→ THE EXERCISE: Switch "mark its location" to "show where it is" throughout all the items below, and write the lines out again with nothing else changed. Leave the pictures out of your answer.

→ DATA ENTRIES:
────────────────────

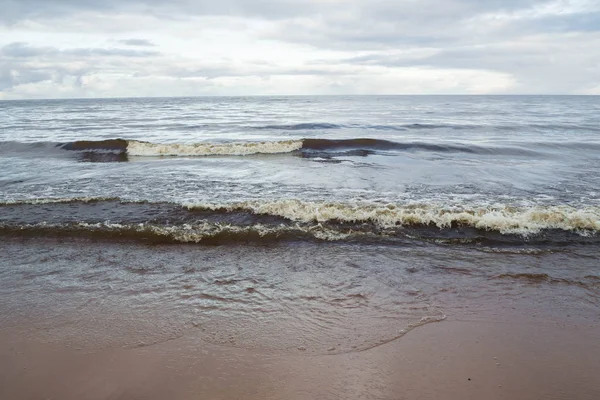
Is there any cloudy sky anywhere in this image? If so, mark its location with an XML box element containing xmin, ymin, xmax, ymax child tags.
<box><xmin>0</xmin><ymin>0</ymin><xmax>600</xmax><ymax>99</ymax></box>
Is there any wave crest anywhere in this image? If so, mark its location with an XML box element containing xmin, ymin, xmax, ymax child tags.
<box><xmin>186</xmin><ymin>200</ymin><xmax>600</xmax><ymax>236</ymax></box>
<box><xmin>127</xmin><ymin>140</ymin><xmax>302</xmax><ymax>156</ymax></box>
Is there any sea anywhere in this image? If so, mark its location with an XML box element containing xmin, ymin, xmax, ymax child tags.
<box><xmin>0</xmin><ymin>96</ymin><xmax>600</xmax><ymax>354</ymax></box>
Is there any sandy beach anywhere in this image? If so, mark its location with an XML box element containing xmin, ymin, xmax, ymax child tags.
<box><xmin>0</xmin><ymin>315</ymin><xmax>600</xmax><ymax>400</ymax></box>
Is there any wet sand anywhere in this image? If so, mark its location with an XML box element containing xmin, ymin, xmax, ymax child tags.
<box><xmin>0</xmin><ymin>238</ymin><xmax>600</xmax><ymax>400</ymax></box>
<box><xmin>0</xmin><ymin>313</ymin><xmax>600</xmax><ymax>400</ymax></box>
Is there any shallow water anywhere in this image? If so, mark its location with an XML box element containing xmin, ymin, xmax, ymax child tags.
<box><xmin>0</xmin><ymin>96</ymin><xmax>600</xmax><ymax>354</ymax></box>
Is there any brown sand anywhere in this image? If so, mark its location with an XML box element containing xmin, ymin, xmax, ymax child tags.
<box><xmin>0</xmin><ymin>315</ymin><xmax>600</xmax><ymax>400</ymax></box>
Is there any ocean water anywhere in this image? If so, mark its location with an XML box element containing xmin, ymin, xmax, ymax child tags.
<box><xmin>0</xmin><ymin>96</ymin><xmax>600</xmax><ymax>353</ymax></box>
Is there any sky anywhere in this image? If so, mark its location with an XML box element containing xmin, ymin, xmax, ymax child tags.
<box><xmin>0</xmin><ymin>0</ymin><xmax>600</xmax><ymax>100</ymax></box>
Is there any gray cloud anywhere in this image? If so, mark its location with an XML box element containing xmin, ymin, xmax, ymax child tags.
<box><xmin>0</xmin><ymin>42</ymin><xmax>160</xmax><ymax>58</ymax></box>
<box><xmin>119</xmin><ymin>39</ymin><xmax>156</xmax><ymax>47</ymax></box>
<box><xmin>0</xmin><ymin>0</ymin><xmax>600</xmax><ymax>95</ymax></box>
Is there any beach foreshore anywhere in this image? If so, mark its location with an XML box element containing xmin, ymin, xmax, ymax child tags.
<box><xmin>0</xmin><ymin>311</ymin><xmax>600</xmax><ymax>400</ymax></box>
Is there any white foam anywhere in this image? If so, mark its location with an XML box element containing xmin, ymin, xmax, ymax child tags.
<box><xmin>186</xmin><ymin>200</ymin><xmax>600</xmax><ymax>235</ymax></box>
<box><xmin>127</xmin><ymin>140</ymin><xmax>302</xmax><ymax>157</ymax></box>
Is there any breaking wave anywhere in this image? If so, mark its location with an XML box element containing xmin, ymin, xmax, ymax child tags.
<box><xmin>44</xmin><ymin>138</ymin><xmax>536</xmax><ymax>161</ymax></box>
<box><xmin>0</xmin><ymin>198</ymin><xmax>600</xmax><ymax>244</ymax></box>
<box><xmin>186</xmin><ymin>200</ymin><xmax>600</xmax><ymax>235</ymax></box>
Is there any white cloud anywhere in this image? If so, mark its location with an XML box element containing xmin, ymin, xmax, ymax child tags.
<box><xmin>0</xmin><ymin>0</ymin><xmax>600</xmax><ymax>99</ymax></box>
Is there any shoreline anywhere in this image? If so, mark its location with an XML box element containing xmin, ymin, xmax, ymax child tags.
<box><xmin>0</xmin><ymin>314</ymin><xmax>600</xmax><ymax>400</ymax></box>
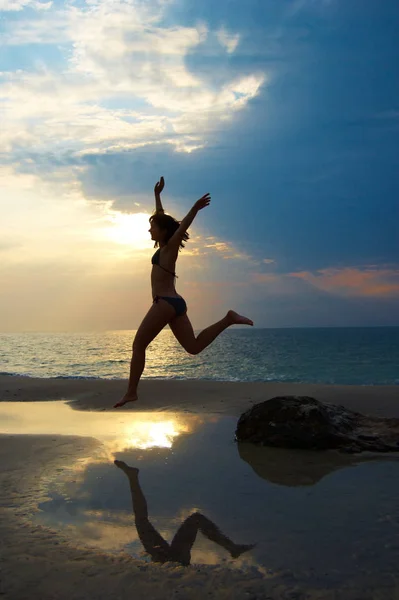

────────────────────

→ IN RESPONSE:
Is there any cloudy sky anywhere in this image? If so, show where it is with an XML box element containing xmin, ymin, xmax, ymax child tags.
<box><xmin>0</xmin><ymin>0</ymin><xmax>600</xmax><ymax>99</ymax></box>
Is there any wave crest anywhere in this image? If so, show where it is with an XML box element containing xmin, ymin, xmax, ymax child tags.
<box><xmin>186</xmin><ymin>200</ymin><xmax>600</xmax><ymax>236</ymax></box>
<box><xmin>127</xmin><ymin>140</ymin><xmax>302</xmax><ymax>156</ymax></box>
Is there any sea anywhere in this image? If so, show where it is with an XML box element containing xmin, ymin, xmax, ymax child tags.
<box><xmin>0</xmin><ymin>96</ymin><xmax>600</xmax><ymax>354</ymax></box>
Is there any sandy beach anywhere in this image? If so, show where it is with an XML box element containing xmin, ymin, xmax, ymax child tags.
<box><xmin>0</xmin><ymin>315</ymin><xmax>600</xmax><ymax>400</ymax></box>
Is there any wet sand anywhere in this image? If so, show where it is with an XML box element containing xmin, ymin, xmax, ymax child tags.
<box><xmin>0</xmin><ymin>238</ymin><xmax>600</xmax><ymax>400</ymax></box>
<box><xmin>0</xmin><ymin>313</ymin><xmax>600</xmax><ymax>400</ymax></box>
Is there any shallow water anywhere in this image? If so, show where it is with an XML box element containing xmin, ymin, xmax, ymax child tags.
<box><xmin>0</xmin><ymin>96</ymin><xmax>600</xmax><ymax>354</ymax></box>
Is there any brown sand anywhere in this image? If so, show where it is with an XML box element containing xmin, ymin, xmax, ymax child tags.
<box><xmin>0</xmin><ymin>315</ymin><xmax>600</xmax><ymax>400</ymax></box>
Is there any ocean water anywhere in this image? If so, show where it is with an XML box element containing xmin, ymin, xmax, ymax child tags.
<box><xmin>0</xmin><ymin>96</ymin><xmax>600</xmax><ymax>353</ymax></box>
Is there any sky anywhere in this image? If so, show where it is with an XML box element containing xmin, ymin, xmax, ymax child tags.
<box><xmin>0</xmin><ymin>0</ymin><xmax>600</xmax><ymax>100</ymax></box>
Is there any gray cloud anywhere in this image? If so, show where it is with an XML box element containing xmin, ymin, xmax, ymax child tags.
<box><xmin>0</xmin><ymin>42</ymin><xmax>160</xmax><ymax>58</ymax></box>
<box><xmin>119</xmin><ymin>39</ymin><xmax>156</xmax><ymax>47</ymax></box>
<box><xmin>0</xmin><ymin>0</ymin><xmax>600</xmax><ymax>95</ymax></box>
Is there any beach foreshore anywhere in this image? If so, show where it is with an XML box element containing xmin, ymin, xmax, ymax child tags.
<box><xmin>0</xmin><ymin>311</ymin><xmax>600</xmax><ymax>400</ymax></box>
Is there any white foam anywhere in this image? If so, show where it is with an XML box element containing xmin, ymin, xmax, ymax child tags.
<box><xmin>186</xmin><ymin>200</ymin><xmax>600</xmax><ymax>235</ymax></box>
<box><xmin>127</xmin><ymin>140</ymin><xmax>302</xmax><ymax>157</ymax></box>
Is there any breaking wave anywhere in this image? If so, show where it is with an XML box element containing xmin, ymin, xmax, ymax child tags.
<box><xmin>44</xmin><ymin>138</ymin><xmax>536</xmax><ymax>161</ymax></box>
<box><xmin>0</xmin><ymin>198</ymin><xmax>600</xmax><ymax>244</ymax></box>
<box><xmin>186</xmin><ymin>200</ymin><xmax>600</xmax><ymax>235</ymax></box>
Is there any white cloud anywhere in this image? If so, show where it is with an XML box element containing xmin, ymin, xmax, ymax child tags.
<box><xmin>0</xmin><ymin>0</ymin><xmax>600</xmax><ymax>99</ymax></box>
Is there any shoreline anywhere in this image? If so, show where it is with an XML box element containing xmin, ymin, xmax, ymax child tags.
<box><xmin>0</xmin><ymin>314</ymin><xmax>600</xmax><ymax>400</ymax></box>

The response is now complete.